● Problem set:
1. In the reader comments, what does Sherry Lapp ask her granddaughter when putting her in the car?
2. Can you carry the reader comments forward, starting right after the last line shown?

● Document segment:
-- Start --
This is exactly what I needed to read today. I have become aware of the force of judgment in my life. It is hard not to judge others, no matter how hard I try. Now, I can judge! I will judge favorably from now on. Thank you. Also, I will keep track of where my mind is. I always ask my beautiful granddaughter when I put her in the car, Where are your hands? as to not get them caught in the door. It is just as important to know where our minds are, they could become injured also. Thank you for this insight.
Love and Light]
Sherry Lapp

(2) Anonymous, August 16, 2005 12:00 AM

How to "get a grip".

Thanks to Ayelet for reminding me that we have a lot more control over our state of mind than we might regularly exercise. I have used this article to help me train my mind to withstand the barrage of saddening new articles and violence in the media that I hear about every day. Thanks!

(1) Burt Sukhov, August 14, 2005 12:00 AM

Reviving Orwell's "thoughtcrime"
-- End --
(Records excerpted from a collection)
-- Start --
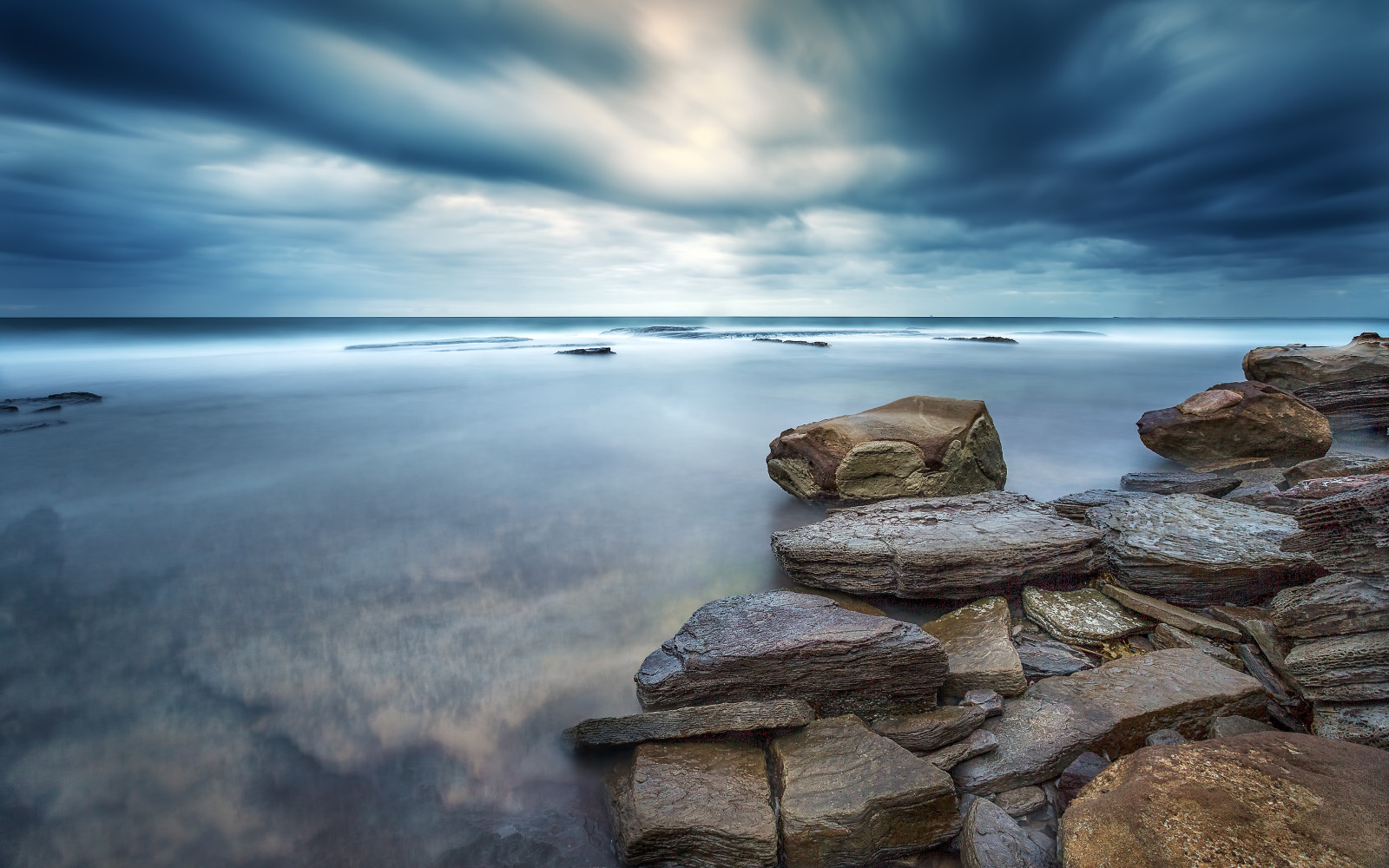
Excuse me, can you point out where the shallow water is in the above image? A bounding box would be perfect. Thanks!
[0,319,1389,868]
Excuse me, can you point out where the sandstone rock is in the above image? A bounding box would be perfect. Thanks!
[609,741,776,868]
[1057,732,1389,868]
[921,597,1028,697]
[953,648,1264,793]
[960,799,1056,868]
[773,491,1100,600]
[1137,380,1331,464]
[1269,572,1389,639]
[1100,585,1241,641]
[564,699,815,747]
[1287,630,1389,703]
[1089,495,1324,606]
[767,396,1009,502]
[1120,470,1239,497]
[636,590,946,715]
[871,706,984,753]
[771,715,960,868]
[1023,585,1151,646]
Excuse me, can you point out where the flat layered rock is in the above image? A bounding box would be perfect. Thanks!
[921,597,1028,697]
[564,699,815,747]
[773,491,1100,600]
[609,741,776,868]
[767,394,1009,503]
[1057,732,1389,868]
[636,590,947,717]
[1023,585,1153,646]
[1287,630,1389,703]
[771,715,960,868]
[953,648,1264,793]
[1089,495,1325,606]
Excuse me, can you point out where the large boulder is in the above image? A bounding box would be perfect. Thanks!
[953,648,1267,793]
[1057,732,1389,868]
[773,491,1102,600]
[636,590,947,715]
[767,394,1009,502]
[771,715,960,868]
[1088,495,1325,606]
[607,741,776,868]
[1137,380,1331,464]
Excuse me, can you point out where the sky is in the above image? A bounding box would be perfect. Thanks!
[0,0,1389,317]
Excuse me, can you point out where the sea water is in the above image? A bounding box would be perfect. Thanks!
[0,318,1389,868]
-- End --
● Answers per task:
1. "Where are your hands?"

2.
I don't agree with the notion that having an "evil" thought is equivalent to performing an evil deed. Between the thought and the deed is an interval for the decision as to whether or not to DO the deed; so long as one decides that the deed is evil, recognizes it as such,and decides to reject the performance of it, there is no crime or sin committed. In Orwell's world of "1984," Big Brother is always watching, and listening to our thoughts; in HIS mind, this gave rise to the concept of "Thoughtcrime," under which any mere thought of resistance to Big Brother, or any of his precepts, is a crime. To follow this line of thinking, the mere THOUGHT of birth control (under his regime) would be a crime-- no due process required for conviction; no room for free thought or free will.